EXTRACTED RECORDS:
──────────

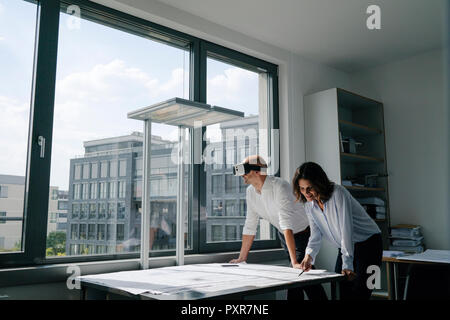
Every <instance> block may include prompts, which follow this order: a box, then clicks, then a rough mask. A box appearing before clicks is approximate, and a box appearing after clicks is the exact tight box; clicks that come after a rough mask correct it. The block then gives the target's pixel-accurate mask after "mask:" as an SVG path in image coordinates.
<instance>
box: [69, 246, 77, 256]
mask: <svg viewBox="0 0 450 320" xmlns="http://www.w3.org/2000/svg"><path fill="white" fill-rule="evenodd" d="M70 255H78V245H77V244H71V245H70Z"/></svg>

──────────

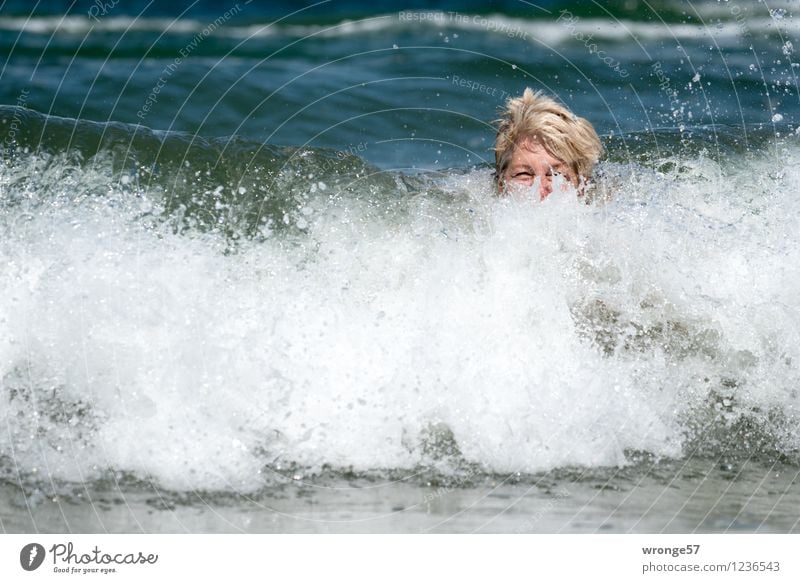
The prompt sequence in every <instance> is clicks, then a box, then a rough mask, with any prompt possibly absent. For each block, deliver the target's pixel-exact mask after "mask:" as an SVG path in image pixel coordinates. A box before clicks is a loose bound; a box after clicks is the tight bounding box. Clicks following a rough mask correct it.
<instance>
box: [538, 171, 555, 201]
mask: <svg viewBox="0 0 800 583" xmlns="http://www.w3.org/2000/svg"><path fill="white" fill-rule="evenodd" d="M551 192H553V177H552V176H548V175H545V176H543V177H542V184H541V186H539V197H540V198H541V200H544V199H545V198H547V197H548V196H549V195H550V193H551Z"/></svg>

──────────

WHAT NEEDS TO BE DONE: Your reply should be a single number: how many lines in the entries above hold the string "after".

TASK OUTPUT: 2